● **SUPPLIED MATERIAL**:
+ + + + +

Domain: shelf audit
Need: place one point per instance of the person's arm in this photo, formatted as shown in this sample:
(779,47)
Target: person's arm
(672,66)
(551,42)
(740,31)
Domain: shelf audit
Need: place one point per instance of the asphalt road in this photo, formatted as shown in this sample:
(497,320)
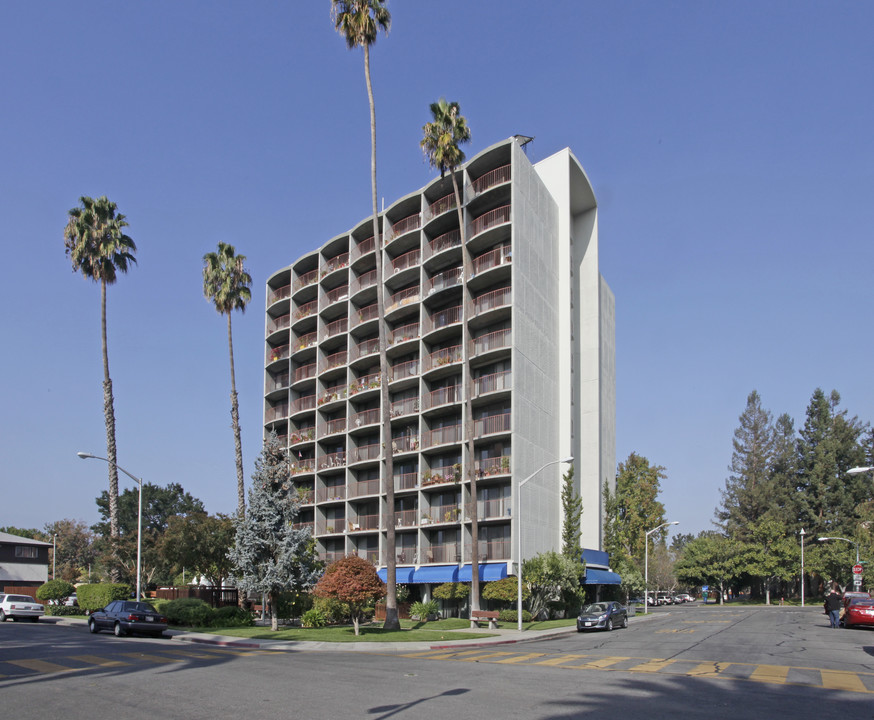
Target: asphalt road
(722,663)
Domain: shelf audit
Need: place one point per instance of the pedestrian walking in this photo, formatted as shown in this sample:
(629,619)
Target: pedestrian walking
(833,607)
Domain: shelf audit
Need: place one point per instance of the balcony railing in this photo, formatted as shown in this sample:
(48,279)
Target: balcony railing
(488,220)
(336,360)
(407,260)
(493,383)
(282,293)
(283,322)
(404,333)
(445,241)
(305,341)
(364,452)
(280,352)
(442,396)
(441,436)
(491,341)
(337,294)
(410,368)
(492,424)
(449,278)
(277,412)
(306,310)
(443,356)
(403,297)
(491,300)
(407,224)
(366,417)
(407,406)
(492,258)
(492,178)
(337,327)
(443,553)
(306,402)
(306,279)
(365,487)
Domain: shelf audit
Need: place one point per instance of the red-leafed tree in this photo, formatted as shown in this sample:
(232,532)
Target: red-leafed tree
(351,580)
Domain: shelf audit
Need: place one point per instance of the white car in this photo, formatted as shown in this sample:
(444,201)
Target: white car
(19,607)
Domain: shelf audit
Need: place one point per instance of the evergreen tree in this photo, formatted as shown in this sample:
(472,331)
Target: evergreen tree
(747,490)
(572,513)
(269,555)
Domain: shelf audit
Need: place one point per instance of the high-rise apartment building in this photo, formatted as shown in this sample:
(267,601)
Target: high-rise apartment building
(528,332)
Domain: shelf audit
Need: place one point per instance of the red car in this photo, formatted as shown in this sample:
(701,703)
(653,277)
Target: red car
(859,611)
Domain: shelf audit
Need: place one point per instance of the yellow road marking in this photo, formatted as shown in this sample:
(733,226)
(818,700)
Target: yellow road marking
(560,659)
(599,663)
(40,665)
(770,673)
(842,680)
(520,658)
(95,660)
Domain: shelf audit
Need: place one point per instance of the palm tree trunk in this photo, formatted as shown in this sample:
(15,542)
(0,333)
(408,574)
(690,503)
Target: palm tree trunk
(235,424)
(109,415)
(391,603)
(467,390)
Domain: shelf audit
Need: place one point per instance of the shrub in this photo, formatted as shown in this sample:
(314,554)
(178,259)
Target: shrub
(96,596)
(54,590)
(232,616)
(424,611)
(189,612)
(313,618)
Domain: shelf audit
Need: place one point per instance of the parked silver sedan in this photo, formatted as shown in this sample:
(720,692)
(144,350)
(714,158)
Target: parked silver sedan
(19,607)
(602,616)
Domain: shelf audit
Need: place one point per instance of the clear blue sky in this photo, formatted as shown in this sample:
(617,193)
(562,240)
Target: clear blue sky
(730,146)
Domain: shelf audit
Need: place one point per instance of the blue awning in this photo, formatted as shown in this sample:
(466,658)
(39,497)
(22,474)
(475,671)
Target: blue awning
(437,574)
(602,577)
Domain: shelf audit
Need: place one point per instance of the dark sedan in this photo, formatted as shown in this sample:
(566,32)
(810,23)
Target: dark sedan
(128,616)
(602,616)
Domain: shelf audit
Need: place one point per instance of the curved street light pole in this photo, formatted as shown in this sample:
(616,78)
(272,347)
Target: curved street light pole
(646,563)
(139,482)
(519,536)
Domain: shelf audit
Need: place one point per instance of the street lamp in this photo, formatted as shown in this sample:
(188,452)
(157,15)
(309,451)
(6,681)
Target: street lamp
(139,482)
(519,536)
(646,563)
(852,542)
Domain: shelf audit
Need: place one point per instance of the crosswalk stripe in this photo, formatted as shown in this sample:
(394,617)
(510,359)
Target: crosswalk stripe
(842,680)
(95,660)
(770,673)
(40,665)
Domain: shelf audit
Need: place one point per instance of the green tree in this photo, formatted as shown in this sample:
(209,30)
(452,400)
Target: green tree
(441,143)
(98,248)
(359,22)
(269,556)
(747,492)
(572,513)
(227,285)
(353,581)
(633,509)
(199,543)
(548,576)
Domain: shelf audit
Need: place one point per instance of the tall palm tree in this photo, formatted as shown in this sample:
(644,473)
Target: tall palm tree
(226,284)
(441,141)
(359,22)
(97,246)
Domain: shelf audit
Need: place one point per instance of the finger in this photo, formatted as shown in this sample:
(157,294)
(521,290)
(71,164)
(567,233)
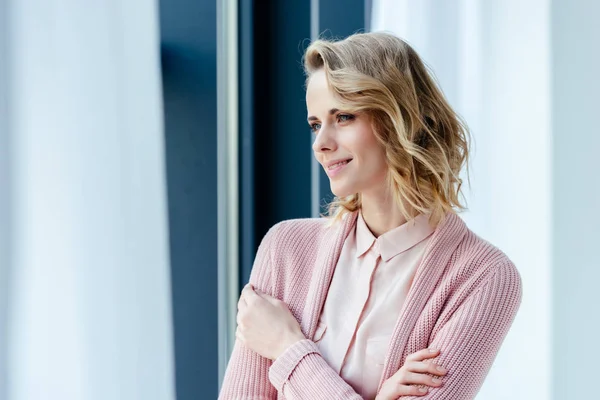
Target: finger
(423,367)
(410,390)
(238,320)
(423,355)
(413,378)
(265,296)
(249,294)
(242,304)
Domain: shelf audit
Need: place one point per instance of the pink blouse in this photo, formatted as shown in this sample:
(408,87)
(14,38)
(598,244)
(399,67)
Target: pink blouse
(369,285)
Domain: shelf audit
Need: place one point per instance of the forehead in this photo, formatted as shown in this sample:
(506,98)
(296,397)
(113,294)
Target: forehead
(319,98)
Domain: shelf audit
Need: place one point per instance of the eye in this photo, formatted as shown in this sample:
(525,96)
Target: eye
(345,117)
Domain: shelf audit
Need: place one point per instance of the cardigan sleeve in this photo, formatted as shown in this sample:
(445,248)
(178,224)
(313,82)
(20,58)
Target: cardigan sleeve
(470,339)
(247,373)
(302,373)
(299,373)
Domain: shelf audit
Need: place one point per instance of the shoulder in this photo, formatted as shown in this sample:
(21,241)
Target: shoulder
(299,232)
(480,264)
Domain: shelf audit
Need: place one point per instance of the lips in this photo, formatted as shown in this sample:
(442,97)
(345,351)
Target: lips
(337,163)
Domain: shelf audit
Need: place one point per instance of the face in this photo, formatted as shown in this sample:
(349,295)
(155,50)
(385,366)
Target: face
(344,143)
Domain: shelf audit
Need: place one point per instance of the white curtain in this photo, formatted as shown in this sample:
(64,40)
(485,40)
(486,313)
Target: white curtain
(492,59)
(88,305)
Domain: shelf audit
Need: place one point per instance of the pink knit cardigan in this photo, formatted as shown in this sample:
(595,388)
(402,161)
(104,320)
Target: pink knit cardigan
(463,300)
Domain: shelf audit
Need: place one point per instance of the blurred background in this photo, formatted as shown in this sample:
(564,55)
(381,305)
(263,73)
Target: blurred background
(147,146)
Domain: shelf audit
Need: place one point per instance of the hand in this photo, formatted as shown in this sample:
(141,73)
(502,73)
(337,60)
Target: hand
(265,324)
(413,372)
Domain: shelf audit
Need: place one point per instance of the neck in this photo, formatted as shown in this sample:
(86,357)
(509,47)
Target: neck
(381,215)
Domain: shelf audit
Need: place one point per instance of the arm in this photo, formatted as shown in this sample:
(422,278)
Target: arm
(471,338)
(302,373)
(247,373)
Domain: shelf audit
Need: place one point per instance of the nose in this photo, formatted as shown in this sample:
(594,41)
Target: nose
(324,140)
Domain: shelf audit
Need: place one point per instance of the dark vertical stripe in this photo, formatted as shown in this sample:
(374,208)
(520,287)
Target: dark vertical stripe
(189,57)
(246,142)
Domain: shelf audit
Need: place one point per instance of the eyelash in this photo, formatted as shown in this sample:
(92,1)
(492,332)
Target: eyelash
(349,117)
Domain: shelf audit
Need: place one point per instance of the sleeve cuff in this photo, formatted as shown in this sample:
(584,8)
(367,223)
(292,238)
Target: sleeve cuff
(284,365)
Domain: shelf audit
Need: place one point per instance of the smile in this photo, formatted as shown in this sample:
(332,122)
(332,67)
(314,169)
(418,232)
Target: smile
(335,169)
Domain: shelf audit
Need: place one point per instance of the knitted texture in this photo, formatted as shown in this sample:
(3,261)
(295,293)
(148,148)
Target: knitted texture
(463,300)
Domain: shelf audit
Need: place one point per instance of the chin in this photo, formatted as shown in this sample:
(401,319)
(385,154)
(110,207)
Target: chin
(341,191)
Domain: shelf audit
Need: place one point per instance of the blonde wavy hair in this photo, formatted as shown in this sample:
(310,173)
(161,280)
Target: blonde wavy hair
(426,142)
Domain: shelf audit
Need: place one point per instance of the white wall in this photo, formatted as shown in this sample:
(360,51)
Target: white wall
(492,59)
(576,194)
(90,310)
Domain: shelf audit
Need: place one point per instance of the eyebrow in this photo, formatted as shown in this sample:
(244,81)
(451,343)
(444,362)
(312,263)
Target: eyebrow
(331,112)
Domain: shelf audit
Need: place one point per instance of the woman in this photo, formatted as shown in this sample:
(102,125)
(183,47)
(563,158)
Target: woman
(391,295)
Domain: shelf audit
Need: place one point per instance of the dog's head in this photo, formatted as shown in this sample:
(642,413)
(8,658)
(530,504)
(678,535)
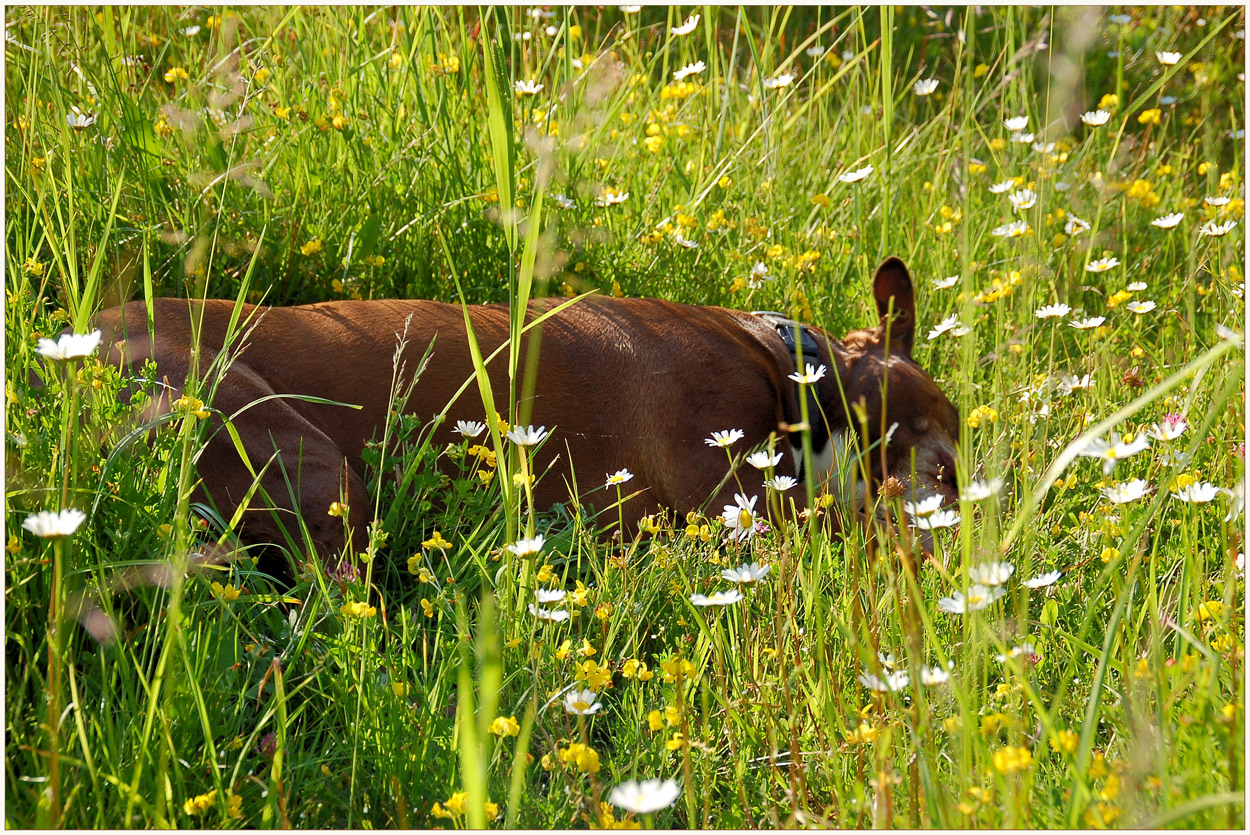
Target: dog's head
(899,414)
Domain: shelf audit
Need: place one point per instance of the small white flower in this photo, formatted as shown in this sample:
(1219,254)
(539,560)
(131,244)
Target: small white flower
(949,323)
(740,518)
(779,81)
(51,524)
(1053,311)
(718,599)
(470,428)
(550,595)
(1171,428)
(555,615)
(1075,226)
(931,676)
(813,374)
(688,70)
(980,490)
(581,703)
(891,683)
(978,598)
(69,346)
(1103,264)
(526,435)
(991,574)
(526,546)
(688,26)
(1213,229)
(1086,324)
(763,459)
(1023,199)
(856,175)
(780,483)
(1123,494)
(79,120)
(648,796)
(746,573)
(619,476)
(1041,580)
(1198,494)
(1016,229)
(1016,651)
(1114,450)
(925,86)
(940,519)
(725,438)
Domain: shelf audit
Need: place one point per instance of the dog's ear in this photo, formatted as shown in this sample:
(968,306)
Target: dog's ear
(894,281)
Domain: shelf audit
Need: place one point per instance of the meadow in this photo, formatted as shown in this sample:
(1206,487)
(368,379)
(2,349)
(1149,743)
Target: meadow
(1066,186)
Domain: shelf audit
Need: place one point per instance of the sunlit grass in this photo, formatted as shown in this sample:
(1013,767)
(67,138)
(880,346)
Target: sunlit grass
(764,158)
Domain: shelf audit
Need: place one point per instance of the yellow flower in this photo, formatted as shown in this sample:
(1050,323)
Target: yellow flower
(226,593)
(505,726)
(1011,759)
(1065,741)
(583,756)
(436,541)
(359,609)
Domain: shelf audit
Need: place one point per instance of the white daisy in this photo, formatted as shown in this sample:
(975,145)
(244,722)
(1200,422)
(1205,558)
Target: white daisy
(718,599)
(746,573)
(810,376)
(688,26)
(1123,494)
(1198,494)
(1086,324)
(526,435)
(69,346)
(53,524)
(1053,311)
(781,483)
(925,86)
(688,70)
(1041,580)
(856,175)
(648,796)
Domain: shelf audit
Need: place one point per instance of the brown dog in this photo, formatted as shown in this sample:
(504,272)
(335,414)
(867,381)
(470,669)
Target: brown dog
(633,384)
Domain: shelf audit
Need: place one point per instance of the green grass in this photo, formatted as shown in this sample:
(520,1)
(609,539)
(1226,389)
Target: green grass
(348,154)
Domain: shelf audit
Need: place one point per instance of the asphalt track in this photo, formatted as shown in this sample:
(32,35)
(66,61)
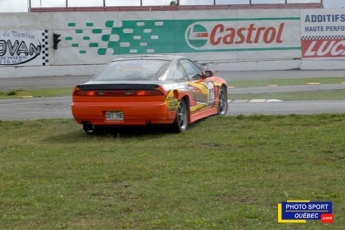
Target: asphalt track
(59,107)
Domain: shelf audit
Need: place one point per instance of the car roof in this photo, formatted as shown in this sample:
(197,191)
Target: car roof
(161,57)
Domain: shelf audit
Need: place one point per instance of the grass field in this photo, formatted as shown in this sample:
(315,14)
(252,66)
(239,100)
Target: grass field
(223,173)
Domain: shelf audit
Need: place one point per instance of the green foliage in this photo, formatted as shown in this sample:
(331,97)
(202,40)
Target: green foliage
(223,173)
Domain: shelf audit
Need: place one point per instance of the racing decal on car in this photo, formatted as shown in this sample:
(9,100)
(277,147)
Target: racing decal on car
(171,101)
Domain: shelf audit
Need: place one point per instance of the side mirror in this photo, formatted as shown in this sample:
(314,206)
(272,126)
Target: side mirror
(208,73)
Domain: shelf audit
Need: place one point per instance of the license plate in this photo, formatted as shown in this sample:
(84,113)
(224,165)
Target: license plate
(114,116)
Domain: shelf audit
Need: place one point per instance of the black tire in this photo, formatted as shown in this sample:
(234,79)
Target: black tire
(181,120)
(223,101)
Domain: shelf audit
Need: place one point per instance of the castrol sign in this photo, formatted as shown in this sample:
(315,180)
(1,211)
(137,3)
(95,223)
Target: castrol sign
(322,33)
(223,35)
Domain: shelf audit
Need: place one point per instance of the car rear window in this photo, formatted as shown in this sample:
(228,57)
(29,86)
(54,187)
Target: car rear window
(132,70)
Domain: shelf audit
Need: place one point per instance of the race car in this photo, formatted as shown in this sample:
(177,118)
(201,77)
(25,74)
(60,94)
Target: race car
(149,90)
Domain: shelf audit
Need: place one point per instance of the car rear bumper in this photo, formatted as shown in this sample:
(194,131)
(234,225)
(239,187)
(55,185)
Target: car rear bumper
(134,113)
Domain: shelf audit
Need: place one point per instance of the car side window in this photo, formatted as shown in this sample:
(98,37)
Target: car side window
(176,73)
(191,69)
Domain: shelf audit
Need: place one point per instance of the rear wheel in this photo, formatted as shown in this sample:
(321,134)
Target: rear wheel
(181,120)
(223,101)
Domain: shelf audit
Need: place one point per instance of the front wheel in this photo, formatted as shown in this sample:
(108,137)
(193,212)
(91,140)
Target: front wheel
(181,120)
(223,101)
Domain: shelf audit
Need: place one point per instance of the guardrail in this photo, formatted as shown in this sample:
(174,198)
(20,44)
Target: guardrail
(179,8)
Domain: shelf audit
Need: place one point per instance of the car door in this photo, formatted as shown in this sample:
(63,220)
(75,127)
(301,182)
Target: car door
(202,88)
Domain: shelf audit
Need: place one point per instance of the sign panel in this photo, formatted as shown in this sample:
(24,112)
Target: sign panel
(323,33)
(24,47)
(230,37)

+ + + + +

● **THE REQUEST**: Identify every line of the rows above that contains the string "marking", and copy each of those lines.

● **SOLVED PROBLEM**:
Need: place one point per instance of the yellow road marking in this photo, formatted as shown in this sample:
Target: yellow road marking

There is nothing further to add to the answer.